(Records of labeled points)
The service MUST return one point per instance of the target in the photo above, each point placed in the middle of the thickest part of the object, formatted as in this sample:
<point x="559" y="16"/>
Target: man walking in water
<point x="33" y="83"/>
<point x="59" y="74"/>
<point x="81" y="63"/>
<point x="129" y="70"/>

**TO DO:** Switch "thickest" to "widest" throughout the material, leaving every other character unchanged.

**RESULT OF THE TASK:**
The service MUST return one point per instance of the target in the photo above, each point placed in the middle of the widest part of the object, formatted as in this sample:
<point x="559" y="16"/>
Target: man walking in water
<point x="33" y="83"/>
<point x="59" y="74"/>
<point x="81" y="63"/>
<point x="129" y="70"/>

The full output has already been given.